» Records
☆ ☆ ☆ ☆ ☆

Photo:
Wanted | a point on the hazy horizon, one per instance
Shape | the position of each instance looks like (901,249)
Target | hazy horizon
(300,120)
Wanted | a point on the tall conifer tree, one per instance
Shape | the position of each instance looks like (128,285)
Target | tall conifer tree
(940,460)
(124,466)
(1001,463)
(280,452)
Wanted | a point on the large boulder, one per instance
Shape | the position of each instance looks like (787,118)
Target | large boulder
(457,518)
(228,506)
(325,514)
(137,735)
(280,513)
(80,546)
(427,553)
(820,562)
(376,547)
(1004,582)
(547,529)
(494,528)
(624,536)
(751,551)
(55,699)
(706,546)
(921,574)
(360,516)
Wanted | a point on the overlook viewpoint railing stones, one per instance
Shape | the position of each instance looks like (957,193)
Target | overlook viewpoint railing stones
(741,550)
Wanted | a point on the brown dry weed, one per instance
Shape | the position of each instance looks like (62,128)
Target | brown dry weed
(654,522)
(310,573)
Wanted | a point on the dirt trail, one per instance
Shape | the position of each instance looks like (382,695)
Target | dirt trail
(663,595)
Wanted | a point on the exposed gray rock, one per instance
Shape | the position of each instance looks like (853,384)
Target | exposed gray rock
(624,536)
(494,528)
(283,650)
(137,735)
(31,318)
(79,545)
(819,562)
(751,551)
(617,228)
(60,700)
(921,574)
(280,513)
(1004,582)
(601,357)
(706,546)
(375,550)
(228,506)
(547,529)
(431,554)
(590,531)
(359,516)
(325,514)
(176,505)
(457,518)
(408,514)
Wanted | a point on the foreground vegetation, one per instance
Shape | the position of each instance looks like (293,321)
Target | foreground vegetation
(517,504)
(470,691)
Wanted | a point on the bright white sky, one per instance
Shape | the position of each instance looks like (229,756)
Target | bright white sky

☆ ☆ ☆ ☆ ☆

» Set task
Repeat exactly the lines from the line containing "Wanted | a point on the exposed" through the end of the listing above; both boundary lines are part of the output.

» The reply
Wanted | a point on the exposed gray rock, one per instance
Shape | the position of each instance looks like (853,384)
Target | exposed gray rock
(624,536)
(494,528)
(283,650)
(137,735)
(31,318)
(79,545)
(819,562)
(751,551)
(617,228)
(60,700)
(921,574)
(280,513)
(1004,582)
(601,357)
(706,546)
(375,550)
(228,506)
(547,529)
(431,554)
(590,531)
(359,516)
(325,514)
(176,505)
(457,518)
(408,514)
Wanted | a point on the foreground vegetation, one per instance
Shape | the position of each instance looks like (293,321)
Target | foreground vegetation
(517,504)
(470,691)
Wanted | a point on the bright white sky, one per instance
Shape | the position of each instance looks like (229,756)
Target | bright white sky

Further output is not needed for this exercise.